_Request_
Give back exactly the lines starting at the one with "Note: one point per instance of the white window pane, never" and ending at the last line of the data below. Pictures are not part of the copy.

_Listed records_
────────────────────────────────────────

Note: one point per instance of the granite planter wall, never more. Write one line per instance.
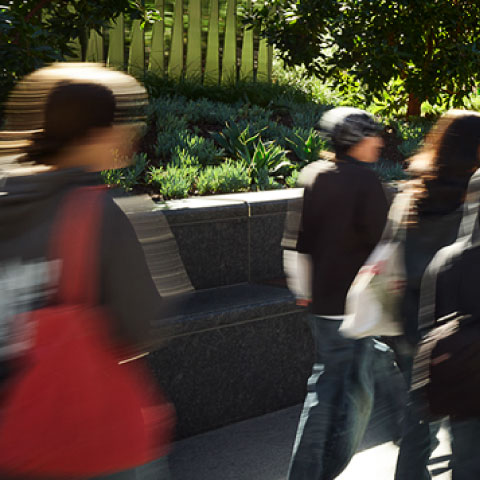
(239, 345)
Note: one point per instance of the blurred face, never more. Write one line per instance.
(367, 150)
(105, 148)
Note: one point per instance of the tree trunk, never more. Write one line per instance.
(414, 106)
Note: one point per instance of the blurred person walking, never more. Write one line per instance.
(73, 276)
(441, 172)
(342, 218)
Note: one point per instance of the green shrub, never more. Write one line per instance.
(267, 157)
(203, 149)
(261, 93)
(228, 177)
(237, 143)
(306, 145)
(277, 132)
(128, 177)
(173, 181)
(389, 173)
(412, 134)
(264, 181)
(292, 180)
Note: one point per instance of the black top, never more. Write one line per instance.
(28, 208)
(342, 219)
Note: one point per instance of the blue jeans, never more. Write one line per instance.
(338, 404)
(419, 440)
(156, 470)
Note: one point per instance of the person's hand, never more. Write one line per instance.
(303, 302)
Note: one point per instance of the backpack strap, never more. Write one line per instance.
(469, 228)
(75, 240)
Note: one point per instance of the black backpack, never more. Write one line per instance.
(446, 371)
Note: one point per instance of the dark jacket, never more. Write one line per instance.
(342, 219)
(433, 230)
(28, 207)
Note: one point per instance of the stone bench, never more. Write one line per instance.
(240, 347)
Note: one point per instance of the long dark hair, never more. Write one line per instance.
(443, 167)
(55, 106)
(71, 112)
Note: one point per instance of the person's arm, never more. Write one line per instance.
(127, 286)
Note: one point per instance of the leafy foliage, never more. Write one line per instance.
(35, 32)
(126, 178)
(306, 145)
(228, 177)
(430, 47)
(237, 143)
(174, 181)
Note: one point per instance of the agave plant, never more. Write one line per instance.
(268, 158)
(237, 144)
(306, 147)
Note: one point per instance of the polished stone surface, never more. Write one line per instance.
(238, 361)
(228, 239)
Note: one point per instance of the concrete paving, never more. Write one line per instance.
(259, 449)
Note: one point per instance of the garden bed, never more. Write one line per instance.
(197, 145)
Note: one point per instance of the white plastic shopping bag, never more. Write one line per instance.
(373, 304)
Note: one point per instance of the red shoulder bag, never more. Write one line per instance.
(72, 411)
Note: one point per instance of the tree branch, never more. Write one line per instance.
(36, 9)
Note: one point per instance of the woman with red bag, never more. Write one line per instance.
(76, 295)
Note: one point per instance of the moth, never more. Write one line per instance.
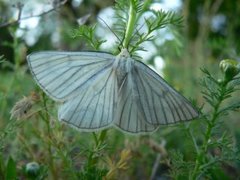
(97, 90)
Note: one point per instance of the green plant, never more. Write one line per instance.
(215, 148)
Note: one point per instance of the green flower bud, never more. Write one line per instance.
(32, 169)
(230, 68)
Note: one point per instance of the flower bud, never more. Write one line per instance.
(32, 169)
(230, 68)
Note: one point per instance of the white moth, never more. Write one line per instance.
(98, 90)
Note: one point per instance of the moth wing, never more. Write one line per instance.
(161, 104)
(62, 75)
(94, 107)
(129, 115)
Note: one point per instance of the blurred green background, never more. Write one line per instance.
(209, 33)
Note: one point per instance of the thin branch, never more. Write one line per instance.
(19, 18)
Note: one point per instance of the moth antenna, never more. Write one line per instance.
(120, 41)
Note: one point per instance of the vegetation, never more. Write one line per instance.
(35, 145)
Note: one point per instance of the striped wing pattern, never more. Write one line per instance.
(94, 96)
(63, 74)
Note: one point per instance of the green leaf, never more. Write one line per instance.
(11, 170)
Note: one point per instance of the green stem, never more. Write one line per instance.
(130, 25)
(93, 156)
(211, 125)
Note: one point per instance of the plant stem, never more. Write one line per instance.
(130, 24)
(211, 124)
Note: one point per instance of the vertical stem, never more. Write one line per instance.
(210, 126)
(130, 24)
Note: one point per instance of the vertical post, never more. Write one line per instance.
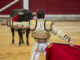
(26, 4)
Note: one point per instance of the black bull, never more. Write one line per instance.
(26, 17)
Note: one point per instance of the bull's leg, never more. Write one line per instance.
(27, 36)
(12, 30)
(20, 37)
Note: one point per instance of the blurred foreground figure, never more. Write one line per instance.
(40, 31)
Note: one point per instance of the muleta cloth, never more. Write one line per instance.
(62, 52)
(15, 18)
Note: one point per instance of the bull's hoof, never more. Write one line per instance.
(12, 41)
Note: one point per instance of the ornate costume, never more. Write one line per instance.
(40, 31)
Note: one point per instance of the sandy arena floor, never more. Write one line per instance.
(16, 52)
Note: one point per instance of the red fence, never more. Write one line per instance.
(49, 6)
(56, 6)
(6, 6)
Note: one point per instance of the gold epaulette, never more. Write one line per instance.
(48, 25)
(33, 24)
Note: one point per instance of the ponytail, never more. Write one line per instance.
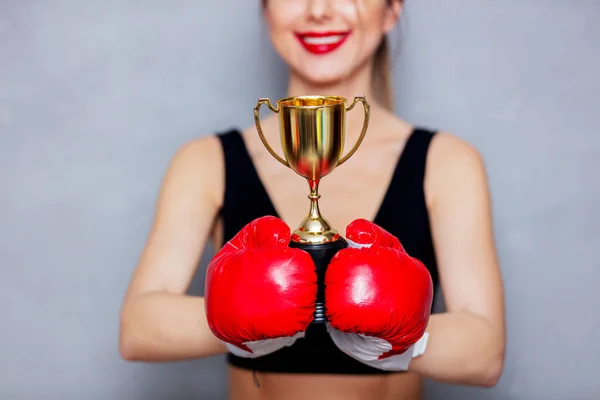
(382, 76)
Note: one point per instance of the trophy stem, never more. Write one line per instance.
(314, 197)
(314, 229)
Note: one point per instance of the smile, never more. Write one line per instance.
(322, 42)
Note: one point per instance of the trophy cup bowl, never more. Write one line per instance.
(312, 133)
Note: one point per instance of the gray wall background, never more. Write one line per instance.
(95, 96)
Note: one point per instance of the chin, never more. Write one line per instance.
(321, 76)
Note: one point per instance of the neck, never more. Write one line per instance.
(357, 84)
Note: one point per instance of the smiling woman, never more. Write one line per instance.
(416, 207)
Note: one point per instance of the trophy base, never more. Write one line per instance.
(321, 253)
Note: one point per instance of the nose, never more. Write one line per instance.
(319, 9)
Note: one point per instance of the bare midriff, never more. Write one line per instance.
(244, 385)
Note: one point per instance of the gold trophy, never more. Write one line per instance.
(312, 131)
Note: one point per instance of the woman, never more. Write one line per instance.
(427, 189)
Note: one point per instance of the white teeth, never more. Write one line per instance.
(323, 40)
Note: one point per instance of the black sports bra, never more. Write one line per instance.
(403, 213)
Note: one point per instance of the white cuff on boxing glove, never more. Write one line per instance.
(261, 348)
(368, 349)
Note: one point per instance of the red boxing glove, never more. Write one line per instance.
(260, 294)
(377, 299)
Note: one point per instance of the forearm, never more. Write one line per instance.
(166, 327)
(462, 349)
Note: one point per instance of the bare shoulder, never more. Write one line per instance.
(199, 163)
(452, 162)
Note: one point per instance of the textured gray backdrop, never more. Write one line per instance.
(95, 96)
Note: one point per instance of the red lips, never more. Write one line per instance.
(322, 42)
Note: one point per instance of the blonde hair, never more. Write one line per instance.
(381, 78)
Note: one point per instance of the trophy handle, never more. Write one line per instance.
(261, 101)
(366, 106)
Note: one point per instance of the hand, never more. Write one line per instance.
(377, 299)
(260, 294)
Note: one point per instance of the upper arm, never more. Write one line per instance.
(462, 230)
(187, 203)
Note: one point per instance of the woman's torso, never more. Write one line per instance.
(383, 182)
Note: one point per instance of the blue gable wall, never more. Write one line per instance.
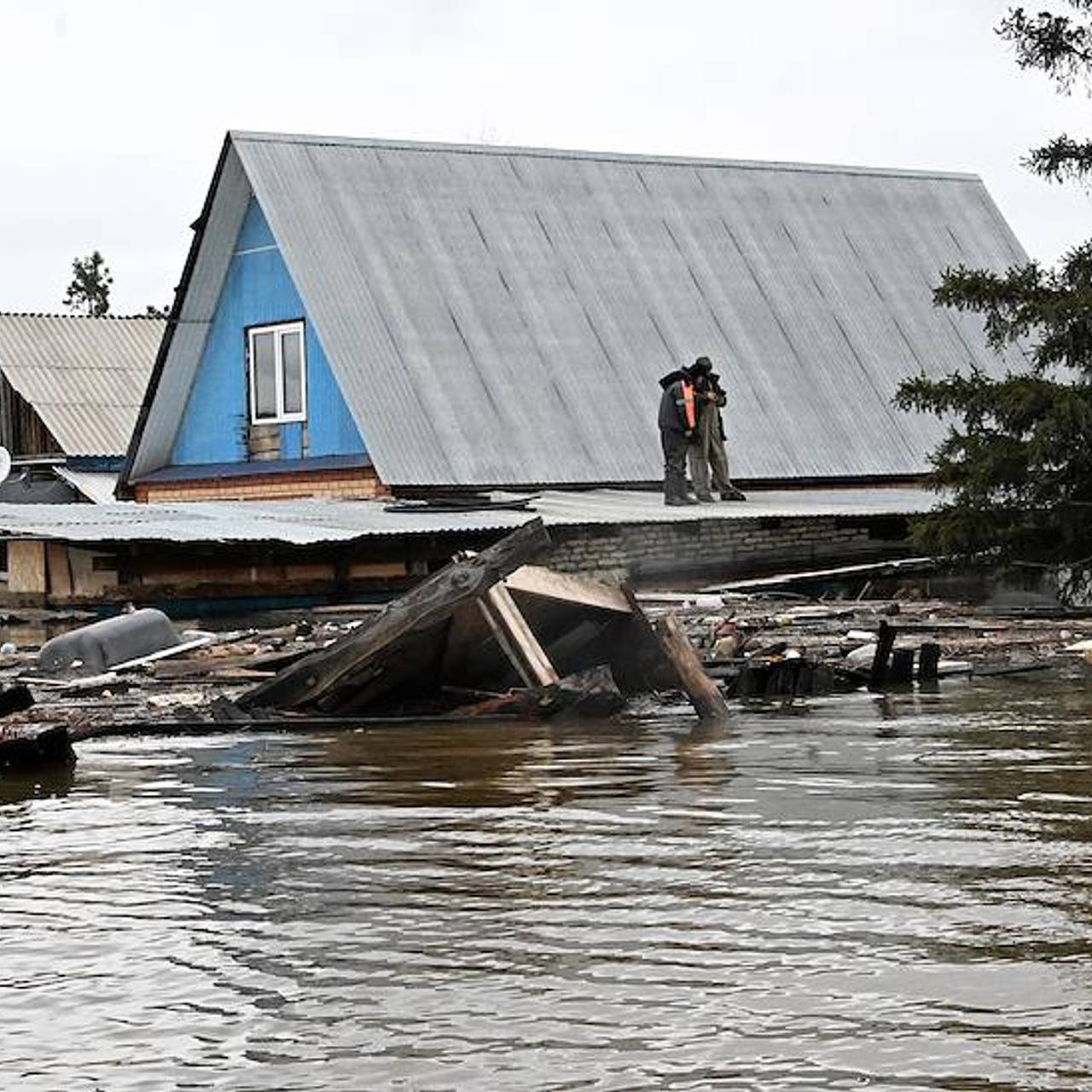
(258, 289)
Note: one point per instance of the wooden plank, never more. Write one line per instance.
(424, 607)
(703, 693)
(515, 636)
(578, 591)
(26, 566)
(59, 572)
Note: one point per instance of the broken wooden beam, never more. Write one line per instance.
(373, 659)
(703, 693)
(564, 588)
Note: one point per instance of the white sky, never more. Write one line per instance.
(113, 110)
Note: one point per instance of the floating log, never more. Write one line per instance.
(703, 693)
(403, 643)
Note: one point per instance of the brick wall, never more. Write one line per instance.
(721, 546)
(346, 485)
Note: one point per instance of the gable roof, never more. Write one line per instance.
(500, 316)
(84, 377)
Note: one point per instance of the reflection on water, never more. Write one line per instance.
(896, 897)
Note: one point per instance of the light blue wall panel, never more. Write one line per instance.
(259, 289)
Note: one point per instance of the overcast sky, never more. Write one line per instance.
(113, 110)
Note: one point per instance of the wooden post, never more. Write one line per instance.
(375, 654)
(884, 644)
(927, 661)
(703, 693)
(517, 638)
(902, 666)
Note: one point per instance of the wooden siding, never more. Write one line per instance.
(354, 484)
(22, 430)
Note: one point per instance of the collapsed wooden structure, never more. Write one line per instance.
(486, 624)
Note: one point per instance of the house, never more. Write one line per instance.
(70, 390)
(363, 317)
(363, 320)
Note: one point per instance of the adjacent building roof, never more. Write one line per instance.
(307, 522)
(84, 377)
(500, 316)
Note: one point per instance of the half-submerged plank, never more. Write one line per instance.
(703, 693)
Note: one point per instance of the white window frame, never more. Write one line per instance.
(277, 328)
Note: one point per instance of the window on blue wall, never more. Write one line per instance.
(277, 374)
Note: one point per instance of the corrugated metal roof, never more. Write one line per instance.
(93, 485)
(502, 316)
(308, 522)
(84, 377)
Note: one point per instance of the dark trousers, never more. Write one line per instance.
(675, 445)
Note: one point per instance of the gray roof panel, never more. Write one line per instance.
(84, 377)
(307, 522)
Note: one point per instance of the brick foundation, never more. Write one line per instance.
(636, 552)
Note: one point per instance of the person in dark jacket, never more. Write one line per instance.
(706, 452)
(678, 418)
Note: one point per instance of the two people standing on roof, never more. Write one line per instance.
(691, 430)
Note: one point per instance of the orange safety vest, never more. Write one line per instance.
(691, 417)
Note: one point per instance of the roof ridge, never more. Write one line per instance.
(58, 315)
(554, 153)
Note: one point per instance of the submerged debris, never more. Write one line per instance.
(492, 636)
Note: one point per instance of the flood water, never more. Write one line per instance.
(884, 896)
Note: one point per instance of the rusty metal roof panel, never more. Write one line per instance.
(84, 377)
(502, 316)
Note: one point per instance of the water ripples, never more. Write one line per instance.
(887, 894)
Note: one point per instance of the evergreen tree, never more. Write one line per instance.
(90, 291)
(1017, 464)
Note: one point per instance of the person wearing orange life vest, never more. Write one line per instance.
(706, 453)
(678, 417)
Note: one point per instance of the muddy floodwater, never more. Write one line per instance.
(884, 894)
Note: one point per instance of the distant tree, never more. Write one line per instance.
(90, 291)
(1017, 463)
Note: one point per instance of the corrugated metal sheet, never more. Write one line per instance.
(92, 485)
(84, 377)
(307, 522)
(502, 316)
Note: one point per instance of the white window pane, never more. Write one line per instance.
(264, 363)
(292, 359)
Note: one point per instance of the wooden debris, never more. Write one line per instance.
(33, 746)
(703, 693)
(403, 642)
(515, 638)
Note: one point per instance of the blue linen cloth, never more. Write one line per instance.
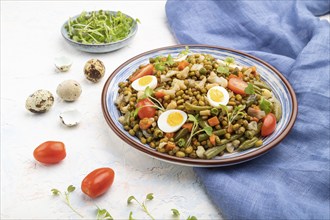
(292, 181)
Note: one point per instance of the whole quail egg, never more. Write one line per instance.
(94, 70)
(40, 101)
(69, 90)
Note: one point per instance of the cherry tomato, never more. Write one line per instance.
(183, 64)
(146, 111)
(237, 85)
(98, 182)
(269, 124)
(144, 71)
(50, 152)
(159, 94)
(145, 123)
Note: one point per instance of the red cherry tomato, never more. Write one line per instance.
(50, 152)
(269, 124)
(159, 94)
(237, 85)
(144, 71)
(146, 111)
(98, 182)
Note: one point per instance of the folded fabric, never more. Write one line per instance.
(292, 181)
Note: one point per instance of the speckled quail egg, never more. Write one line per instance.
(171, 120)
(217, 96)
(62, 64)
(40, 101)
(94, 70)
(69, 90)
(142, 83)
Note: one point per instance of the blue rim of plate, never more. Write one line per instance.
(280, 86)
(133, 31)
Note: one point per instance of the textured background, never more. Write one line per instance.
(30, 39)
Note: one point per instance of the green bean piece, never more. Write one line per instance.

────────────────────────────────────────

_Complete output_
Note: one point per instance of the white window pane, never more. Write one line per instance.
(264, 363)
(292, 359)
Note: one point per instance of the wooden debris, never more. Write one line per instance.
(33, 746)
(703, 693)
(403, 642)
(515, 638)
Note: one point per instance of the blue linen cloth, never more. Write one line per instance.
(292, 181)
Note: one point per instance of the whole quail egg, never more. Write one line per instance.
(94, 70)
(40, 101)
(69, 90)
Note: one point per instance of the cherry tomato, never more. Write one line per instance.
(183, 64)
(146, 111)
(237, 85)
(98, 182)
(269, 124)
(144, 71)
(50, 152)
(159, 94)
(145, 123)
Note: one point per instance of the red cherry tomato, never more. Write one line per instance.
(50, 152)
(269, 124)
(159, 94)
(237, 85)
(144, 71)
(146, 111)
(98, 182)
Note: one point per instance of the folded fabric, never more. Write one line per instance.
(292, 181)
Note: one point per instance of the speckled quail egg, never more. Write one line per instance.
(171, 120)
(217, 96)
(62, 64)
(40, 101)
(94, 70)
(69, 90)
(142, 83)
Note: one point per instance of the blue rim of plate, never more. Write one line per instance.
(280, 86)
(133, 31)
Note: one point per instance of the textured background, never more. Write one line per instance.
(30, 39)
Note: one point per instance of the green bean piece, never more. Write one line per instance.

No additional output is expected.